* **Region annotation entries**
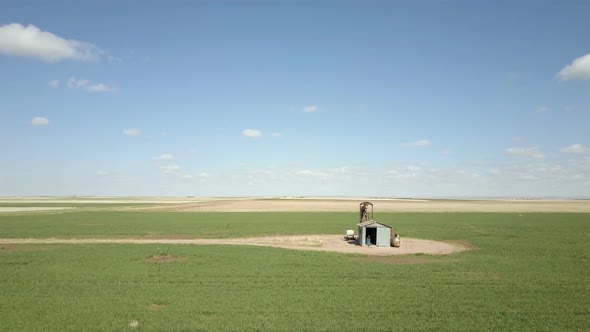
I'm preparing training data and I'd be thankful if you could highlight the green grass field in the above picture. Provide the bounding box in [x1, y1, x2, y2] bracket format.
[0, 211, 590, 331]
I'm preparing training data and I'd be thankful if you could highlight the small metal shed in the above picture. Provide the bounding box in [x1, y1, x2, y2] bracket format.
[357, 220, 391, 247]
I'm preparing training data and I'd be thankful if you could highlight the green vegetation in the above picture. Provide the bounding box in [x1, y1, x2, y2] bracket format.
[0, 212, 590, 331]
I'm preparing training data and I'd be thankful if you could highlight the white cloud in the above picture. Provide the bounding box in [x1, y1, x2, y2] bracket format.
[160, 165, 180, 174]
[67, 76, 113, 92]
[86, 83, 113, 92]
[153, 153, 176, 160]
[506, 146, 545, 159]
[123, 128, 141, 136]
[242, 129, 262, 138]
[561, 144, 590, 153]
[401, 139, 432, 148]
[303, 105, 320, 113]
[0, 23, 103, 62]
[31, 116, 49, 126]
[559, 54, 590, 81]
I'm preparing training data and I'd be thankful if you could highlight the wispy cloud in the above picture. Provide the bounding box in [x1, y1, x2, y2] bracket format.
[0, 23, 103, 62]
[160, 165, 180, 174]
[561, 144, 590, 154]
[506, 146, 545, 159]
[242, 129, 262, 138]
[67, 76, 113, 92]
[303, 105, 320, 113]
[558, 54, 590, 81]
[31, 116, 49, 126]
[152, 153, 176, 160]
[401, 139, 432, 148]
[123, 128, 141, 136]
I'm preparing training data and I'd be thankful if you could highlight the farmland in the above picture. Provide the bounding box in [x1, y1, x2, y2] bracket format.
[0, 198, 590, 331]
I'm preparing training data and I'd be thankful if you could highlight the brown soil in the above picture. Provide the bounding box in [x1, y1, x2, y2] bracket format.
[145, 254, 184, 263]
[0, 235, 468, 255]
[132, 199, 590, 214]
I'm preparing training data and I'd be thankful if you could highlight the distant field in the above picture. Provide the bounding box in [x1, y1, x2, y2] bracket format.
[0, 211, 590, 331]
[0, 197, 590, 213]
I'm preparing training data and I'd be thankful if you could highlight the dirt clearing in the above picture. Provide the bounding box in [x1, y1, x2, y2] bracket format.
[0, 235, 468, 256]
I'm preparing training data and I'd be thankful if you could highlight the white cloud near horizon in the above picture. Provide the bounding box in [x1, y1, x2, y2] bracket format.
[31, 116, 49, 127]
[153, 153, 176, 160]
[160, 165, 180, 174]
[67, 76, 113, 92]
[242, 129, 262, 138]
[0, 23, 103, 63]
[401, 139, 432, 148]
[123, 128, 141, 136]
[561, 144, 590, 153]
[506, 146, 545, 159]
[558, 54, 590, 81]
[303, 105, 320, 113]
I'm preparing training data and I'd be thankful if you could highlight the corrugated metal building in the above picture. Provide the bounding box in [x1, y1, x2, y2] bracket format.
[357, 220, 391, 247]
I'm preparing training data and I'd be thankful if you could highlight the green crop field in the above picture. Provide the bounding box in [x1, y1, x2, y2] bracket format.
[0, 211, 590, 331]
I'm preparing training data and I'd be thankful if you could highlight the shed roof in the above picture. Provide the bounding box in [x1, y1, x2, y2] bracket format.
[357, 220, 391, 228]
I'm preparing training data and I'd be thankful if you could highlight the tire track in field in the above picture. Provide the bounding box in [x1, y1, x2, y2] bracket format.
[0, 235, 469, 256]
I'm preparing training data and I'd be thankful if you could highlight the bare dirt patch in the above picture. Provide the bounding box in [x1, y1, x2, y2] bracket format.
[145, 254, 186, 263]
[354, 256, 439, 265]
[0, 235, 469, 255]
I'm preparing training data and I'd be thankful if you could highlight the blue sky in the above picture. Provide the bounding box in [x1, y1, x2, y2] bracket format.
[0, 1, 590, 197]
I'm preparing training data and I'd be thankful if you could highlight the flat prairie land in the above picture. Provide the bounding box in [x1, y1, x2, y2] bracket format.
[136, 199, 590, 213]
[0, 200, 590, 331]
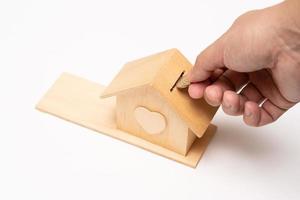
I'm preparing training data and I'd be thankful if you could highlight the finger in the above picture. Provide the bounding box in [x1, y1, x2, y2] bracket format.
[222, 91, 247, 116]
[188, 38, 224, 82]
[259, 100, 287, 126]
[243, 101, 262, 127]
[204, 70, 248, 107]
[240, 83, 265, 104]
[188, 80, 211, 99]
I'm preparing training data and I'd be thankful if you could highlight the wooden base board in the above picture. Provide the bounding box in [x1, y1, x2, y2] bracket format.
[36, 73, 216, 167]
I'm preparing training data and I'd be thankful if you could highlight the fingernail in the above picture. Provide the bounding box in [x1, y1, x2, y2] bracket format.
[245, 110, 252, 117]
[224, 101, 232, 109]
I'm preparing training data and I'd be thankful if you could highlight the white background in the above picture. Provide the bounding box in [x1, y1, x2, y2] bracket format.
[0, 0, 300, 200]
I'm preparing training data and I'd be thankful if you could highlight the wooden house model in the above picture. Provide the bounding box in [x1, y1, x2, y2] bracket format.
[101, 49, 217, 155]
[36, 49, 217, 167]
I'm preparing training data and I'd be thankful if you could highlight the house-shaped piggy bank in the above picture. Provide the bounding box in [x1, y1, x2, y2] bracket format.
[36, 49, 217, 167]
[101, 49, 217, 156]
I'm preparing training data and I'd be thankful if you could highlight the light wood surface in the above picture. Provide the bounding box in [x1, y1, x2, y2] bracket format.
[116, 86, 196, 155]
[101, 49, 218, 137]
[36, 73, 216, 167]
[134, 106, 166, 135]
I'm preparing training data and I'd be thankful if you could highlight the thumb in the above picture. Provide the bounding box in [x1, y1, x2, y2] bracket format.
[188, 37, 224, 83]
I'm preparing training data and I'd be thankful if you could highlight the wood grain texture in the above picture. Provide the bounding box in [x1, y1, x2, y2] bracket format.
[101, 49, 218, 137]
[116, 86, 196, 155]
[36, 73, 216, 167]
[134, 106, 167, 135]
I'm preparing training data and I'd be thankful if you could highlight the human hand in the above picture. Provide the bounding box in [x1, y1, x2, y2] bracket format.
[188, 0, 300, 126]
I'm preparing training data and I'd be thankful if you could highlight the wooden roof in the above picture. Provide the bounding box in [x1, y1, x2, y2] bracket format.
[101, 49, 217, 137]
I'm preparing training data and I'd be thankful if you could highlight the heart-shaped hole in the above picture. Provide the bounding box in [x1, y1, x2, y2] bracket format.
[134, 106, 166, 134]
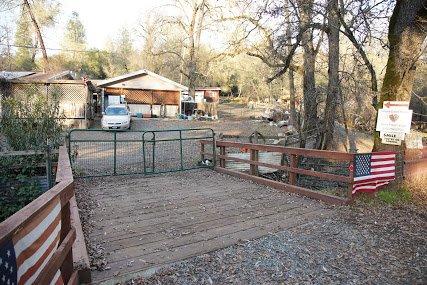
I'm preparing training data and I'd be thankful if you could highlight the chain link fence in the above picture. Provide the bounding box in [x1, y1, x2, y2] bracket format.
[68, 129, 215, 177]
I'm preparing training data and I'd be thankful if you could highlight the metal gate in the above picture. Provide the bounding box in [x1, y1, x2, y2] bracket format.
[68, 129, 215, 177]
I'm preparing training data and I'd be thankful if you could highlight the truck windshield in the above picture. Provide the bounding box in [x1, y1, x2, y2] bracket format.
[105, 107, 128, 116]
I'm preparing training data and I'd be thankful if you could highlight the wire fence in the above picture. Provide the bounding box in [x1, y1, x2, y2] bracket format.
[68, 129, 215, 177]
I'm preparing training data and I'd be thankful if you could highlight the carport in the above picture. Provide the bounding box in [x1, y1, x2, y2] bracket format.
[98, 69, 188, 117]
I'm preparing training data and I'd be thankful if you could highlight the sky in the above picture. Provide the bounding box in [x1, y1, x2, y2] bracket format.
[0, 0, 172, 53]
[59, 0, 170, 48]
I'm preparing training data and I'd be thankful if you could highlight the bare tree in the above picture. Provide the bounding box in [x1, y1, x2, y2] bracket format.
[374, 0, 427, 150]
[23, 0, 49, 69]
[319, 0, 340, 149]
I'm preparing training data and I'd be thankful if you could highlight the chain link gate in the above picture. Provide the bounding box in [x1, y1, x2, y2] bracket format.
[68, 129, 215, 177]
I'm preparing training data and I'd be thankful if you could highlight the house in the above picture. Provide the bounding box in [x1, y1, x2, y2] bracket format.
[97, 69, 188, 117]
[0, 71, 93, 128]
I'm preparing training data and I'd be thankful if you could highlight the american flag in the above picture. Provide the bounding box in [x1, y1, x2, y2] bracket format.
[353, 151, 396, 194]
[0, 199, 63, 285]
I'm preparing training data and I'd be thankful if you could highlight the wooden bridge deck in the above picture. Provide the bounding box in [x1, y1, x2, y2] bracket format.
[76, 170, 330, 283]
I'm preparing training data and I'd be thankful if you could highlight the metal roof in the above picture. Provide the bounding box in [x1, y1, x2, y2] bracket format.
[0, 70, 74, 82]
[98, 69, 188, 91]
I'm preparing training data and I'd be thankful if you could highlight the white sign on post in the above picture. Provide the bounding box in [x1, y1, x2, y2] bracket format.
[376, 101, 412, 145]
[383, 101, 409, 110]
[380, 132, 405, 140]
[376, 109, 412, 134]
[381, 137, 402, 145]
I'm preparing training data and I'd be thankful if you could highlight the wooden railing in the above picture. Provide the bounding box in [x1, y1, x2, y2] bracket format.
[0, 147, 78, 284]
[200, 140, 354, 204]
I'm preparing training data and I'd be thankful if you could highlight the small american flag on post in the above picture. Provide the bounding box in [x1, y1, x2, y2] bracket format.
[0, 199, 63, 285]
[353, 151, 396, 194]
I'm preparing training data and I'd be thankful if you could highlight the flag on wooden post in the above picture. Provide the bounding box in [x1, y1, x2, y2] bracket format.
[353, 151, 396, 194]
[0, 199, 63, 285]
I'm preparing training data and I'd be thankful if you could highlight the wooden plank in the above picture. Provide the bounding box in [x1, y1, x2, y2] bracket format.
[103, 201, 300, 254]
[56, 146, 74, 183]
[0, 181, 74, 243]
[91, 183, 288, 236]
[215, 167, 349, 205]
[67, 270, 79, 285]
[249, 149, 259, 176]
[95, 205, 320, 282]
[96, 202, 318, 265]
[289, 154, 300, 185]
[219, 146, 226, 167]
[93, 193, 301, 244]
[34, 228, 76, 284]
[60, 201, 76, 284]
[68, 196, 92, 283]
[200, 140, 354, 161]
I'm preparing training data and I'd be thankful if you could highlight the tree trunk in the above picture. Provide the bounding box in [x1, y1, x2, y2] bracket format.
[298, 0, 317, 148]
[24, 0, 49, 69]
[319, 0, 340, 149]
[285, 0, 300, 126]
[373, 0, 427, 150]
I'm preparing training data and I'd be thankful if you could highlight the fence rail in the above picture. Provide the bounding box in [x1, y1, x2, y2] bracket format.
[68, 128, 215, 177]
[200, 140, 354, 204]
[0, 147, 78, 284]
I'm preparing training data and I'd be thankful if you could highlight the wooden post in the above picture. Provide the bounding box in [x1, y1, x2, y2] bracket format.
[60, 201, 73, 284]
[200, 142, 206, 162]
[289, 154, 298, 185]
[219, 146, 225, 168]
[250, 149, 259, 176]
[347, 154, 355, 201]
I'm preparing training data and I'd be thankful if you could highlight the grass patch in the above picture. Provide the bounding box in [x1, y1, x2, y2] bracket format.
[377, 185, 412, 205]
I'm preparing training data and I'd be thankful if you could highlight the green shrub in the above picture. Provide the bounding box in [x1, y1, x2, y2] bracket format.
[377, 186, 412, 205]
[0, 85, 63, 150]
[0, 156, 43, 222]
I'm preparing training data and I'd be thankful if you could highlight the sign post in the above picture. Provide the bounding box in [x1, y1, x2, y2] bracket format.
[376, 101, 412, 145]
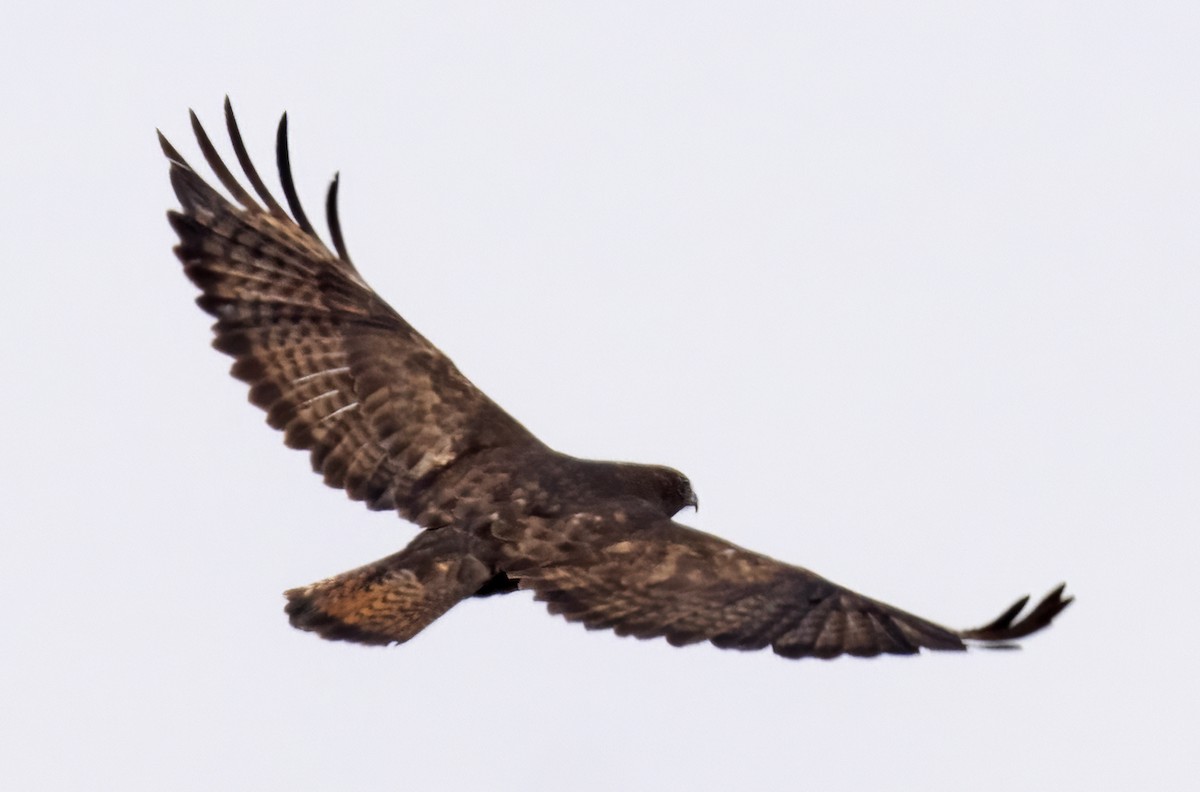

* **EXERCISE**
Rewrite the lines above from the start of the records through the line containing "[0, 212, 590, 331]", inclusive, keeping the requests and raising every bounding box coordinate in the answers by 141. Leave the pictures out.

* **EXERCISE ANSWER**
I'm preparing training data and I'd be thankful if you could highlight the green grass field in the above picture. Provide the bounding box in [x1, y1, x2, y2] bracket format.
[141, 352, 731, 472]
I'm preparing training data and I'd be thankful if you could highlight the small metal shed in the above picture. Provide the bounding box in [x1, y1, x2, y2] bracket format.
[498, 361, 532, 388]
I'm preparing training data and I'd be thankful if you could highlight the green vegetation in the above picture. Provide the bounding box in [x1, y1, x2, y2] bracket format.
[141, 353, 731, 472]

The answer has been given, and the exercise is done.